There are very few things in the world that last forever. Well, at least for the rest of the time that you're roaming this world anyway...
I used to believe that love lasted forever. I'm not so sure anymore. But I'm willing to give it another shot. I've had some very good examples and if it can work for them, why not for me?
But I digress...
When you think about the concept of "forever," it seems monumental. It takes a long time to decide what you want in your life that long.
And it should.
I remember being 17 and thinking that I'd like to get a tattoo. I'm not certain why I wanted one exactly other than that I was sure it would piss my parents off and, at that time in my life, doing so was very important to me....
But I'm glad I didn't. I'd have gotten some dumb cartoon character or something.
That said, I've been thinking about a particular tattoo for years. It started when my grandma died about 10 years ago. She was the most important person in my life. I've thought about her and deeply missed her every single day since she's been gone.
So, I decided that I wanted an african violets tattoo to honor her. And, as I had children, I decided that I wanted to incorporate them into the tattoo to honor my love for them. To honor the three children that I have. And the three that I didn't.
I suppose I should explain. I'm going to try to be brief, but if you want the whole explanation, you can visit the blog that I kept before and during my last pregnancy (www.tykesintow.com).

• [Work order 1] In the post about the tattoo, what kind of flowers did the writer pick for the tattoo honoring the grandmother?
• [Work order 2] Write the next part of the post about the tattoo, picking up after its last sentence.
The lines after this have nothing to do with the post about the tattoo.

• [Given material]

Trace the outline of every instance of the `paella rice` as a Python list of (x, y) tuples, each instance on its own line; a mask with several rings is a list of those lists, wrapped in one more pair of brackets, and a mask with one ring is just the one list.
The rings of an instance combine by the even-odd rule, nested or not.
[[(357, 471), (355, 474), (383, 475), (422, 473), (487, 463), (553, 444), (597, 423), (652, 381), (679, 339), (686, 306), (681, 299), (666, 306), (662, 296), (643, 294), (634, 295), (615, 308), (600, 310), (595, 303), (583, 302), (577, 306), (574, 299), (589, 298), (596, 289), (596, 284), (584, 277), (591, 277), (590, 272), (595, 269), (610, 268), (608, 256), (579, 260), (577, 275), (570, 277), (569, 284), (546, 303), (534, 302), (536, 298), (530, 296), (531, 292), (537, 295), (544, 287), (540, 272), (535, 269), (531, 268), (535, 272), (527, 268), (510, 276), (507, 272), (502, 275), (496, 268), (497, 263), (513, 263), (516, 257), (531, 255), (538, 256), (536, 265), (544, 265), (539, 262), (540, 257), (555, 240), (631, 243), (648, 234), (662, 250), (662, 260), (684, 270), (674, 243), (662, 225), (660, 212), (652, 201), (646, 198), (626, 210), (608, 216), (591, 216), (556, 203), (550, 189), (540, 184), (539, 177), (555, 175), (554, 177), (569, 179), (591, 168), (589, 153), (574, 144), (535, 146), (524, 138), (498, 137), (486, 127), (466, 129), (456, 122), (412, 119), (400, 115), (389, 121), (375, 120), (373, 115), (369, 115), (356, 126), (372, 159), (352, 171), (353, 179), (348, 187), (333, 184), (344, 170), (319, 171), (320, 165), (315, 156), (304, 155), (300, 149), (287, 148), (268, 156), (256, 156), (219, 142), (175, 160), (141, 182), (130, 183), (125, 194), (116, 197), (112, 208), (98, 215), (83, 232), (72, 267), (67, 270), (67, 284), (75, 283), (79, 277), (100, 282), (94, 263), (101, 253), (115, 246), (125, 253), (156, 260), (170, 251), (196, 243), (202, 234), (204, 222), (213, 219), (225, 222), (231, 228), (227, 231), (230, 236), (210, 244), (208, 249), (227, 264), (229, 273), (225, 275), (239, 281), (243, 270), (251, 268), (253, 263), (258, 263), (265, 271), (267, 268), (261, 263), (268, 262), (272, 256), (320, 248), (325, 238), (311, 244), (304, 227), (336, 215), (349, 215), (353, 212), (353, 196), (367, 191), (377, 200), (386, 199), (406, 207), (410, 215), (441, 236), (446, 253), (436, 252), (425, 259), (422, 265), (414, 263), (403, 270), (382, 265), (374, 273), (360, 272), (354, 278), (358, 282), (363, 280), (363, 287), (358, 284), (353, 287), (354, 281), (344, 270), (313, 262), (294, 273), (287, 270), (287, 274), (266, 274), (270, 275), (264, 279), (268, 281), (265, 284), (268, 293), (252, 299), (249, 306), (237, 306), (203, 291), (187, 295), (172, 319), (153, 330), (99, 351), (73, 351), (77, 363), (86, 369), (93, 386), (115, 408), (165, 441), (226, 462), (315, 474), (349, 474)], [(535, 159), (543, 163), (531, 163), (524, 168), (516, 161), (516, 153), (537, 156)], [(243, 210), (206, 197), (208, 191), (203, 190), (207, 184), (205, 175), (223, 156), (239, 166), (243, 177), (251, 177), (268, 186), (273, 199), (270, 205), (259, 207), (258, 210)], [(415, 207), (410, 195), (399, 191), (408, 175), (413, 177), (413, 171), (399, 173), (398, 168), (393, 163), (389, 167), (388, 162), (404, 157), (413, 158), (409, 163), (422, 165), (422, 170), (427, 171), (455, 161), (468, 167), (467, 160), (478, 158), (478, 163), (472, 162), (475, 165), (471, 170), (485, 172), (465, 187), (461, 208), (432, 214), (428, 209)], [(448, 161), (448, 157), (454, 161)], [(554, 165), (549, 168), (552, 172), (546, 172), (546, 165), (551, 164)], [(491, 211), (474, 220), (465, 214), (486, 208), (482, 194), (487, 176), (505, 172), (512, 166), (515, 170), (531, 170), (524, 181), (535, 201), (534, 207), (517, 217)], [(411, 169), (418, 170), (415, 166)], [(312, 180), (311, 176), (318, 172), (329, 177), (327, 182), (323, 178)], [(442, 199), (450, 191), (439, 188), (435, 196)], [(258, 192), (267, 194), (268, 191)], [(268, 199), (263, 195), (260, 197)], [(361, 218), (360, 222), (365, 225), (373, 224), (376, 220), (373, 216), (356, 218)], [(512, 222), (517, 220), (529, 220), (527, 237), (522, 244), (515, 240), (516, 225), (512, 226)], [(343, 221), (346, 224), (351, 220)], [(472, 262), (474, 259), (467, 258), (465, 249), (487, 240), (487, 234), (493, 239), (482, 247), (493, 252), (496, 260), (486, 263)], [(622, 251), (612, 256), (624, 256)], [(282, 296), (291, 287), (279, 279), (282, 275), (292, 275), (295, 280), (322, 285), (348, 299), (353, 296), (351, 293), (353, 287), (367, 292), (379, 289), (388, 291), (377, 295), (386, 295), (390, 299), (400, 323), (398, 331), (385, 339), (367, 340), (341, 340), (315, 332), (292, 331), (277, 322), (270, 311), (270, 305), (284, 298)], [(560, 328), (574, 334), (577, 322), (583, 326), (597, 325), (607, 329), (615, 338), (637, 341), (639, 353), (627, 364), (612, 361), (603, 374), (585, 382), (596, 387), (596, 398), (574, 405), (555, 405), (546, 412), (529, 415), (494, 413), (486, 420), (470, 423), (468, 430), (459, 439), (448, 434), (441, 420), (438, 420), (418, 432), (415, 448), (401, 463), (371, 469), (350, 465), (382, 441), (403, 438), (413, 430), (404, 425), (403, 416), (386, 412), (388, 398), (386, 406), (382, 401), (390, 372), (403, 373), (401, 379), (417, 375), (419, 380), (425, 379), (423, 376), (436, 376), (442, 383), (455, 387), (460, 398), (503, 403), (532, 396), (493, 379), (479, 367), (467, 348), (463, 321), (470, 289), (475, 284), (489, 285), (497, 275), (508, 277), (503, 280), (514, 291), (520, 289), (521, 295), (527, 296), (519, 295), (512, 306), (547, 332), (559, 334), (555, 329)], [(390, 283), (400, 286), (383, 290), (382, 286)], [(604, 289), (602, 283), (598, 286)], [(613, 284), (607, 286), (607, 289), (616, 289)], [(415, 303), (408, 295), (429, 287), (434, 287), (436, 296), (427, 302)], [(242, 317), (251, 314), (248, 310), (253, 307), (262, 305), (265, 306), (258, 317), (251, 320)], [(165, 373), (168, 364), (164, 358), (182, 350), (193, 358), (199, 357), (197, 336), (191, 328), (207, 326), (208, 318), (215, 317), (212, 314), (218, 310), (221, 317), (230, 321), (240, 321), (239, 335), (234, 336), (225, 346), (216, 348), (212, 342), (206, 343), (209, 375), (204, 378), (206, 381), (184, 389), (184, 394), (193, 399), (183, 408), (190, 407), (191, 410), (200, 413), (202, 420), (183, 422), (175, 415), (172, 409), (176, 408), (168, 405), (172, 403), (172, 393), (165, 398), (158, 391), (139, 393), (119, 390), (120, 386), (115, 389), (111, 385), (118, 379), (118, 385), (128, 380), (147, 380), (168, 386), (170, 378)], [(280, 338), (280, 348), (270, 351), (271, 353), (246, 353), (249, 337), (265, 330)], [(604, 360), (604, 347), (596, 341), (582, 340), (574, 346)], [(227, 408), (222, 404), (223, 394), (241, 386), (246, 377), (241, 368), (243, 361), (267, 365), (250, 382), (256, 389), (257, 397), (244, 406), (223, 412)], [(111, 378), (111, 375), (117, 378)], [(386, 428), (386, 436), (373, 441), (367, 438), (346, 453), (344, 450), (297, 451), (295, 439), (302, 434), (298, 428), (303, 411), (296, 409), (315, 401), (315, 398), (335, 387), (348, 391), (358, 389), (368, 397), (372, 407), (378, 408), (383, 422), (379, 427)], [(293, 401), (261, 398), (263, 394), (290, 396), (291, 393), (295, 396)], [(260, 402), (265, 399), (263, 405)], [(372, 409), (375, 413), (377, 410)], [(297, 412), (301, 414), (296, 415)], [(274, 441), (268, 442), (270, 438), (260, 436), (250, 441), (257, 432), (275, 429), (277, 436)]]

• [Answer space 1] African violets.

• [Answer space 2]
My last child was concieved through IVF (In Vitro Fertilization) using PGD (Preimplantation Genetic Diagnosis) to determine the sex of the embryos before they were implanted. I've always wanted a daughter and I decided that if I was going to be pregnant again, I wanted to make sure it was a girl.
Long story short, the day of implantation, there were four healthy embryos. The two female ones were implanted. The two males were not. Only one of those took (and she's adorable).
I never imagined when I started down that road though that I would mourn the loss of the other three embryos. But part of me does. And always will.
So, they're a part of me now too.
And, somehow, it helps to ease the pain. At least a little.
One half opened flower (for the daughter that didn't survive) and the two buds (for the sons that weren't implanted). My three living children are honored in three fully opened flowers.
I finally got the tattoo (which was 10 years in the planning) on Saturday.
I couldn't have asked for a more beautiful tribute to the people I love and have loved.
How do YOU honor forever?
Just Keep Coming Back.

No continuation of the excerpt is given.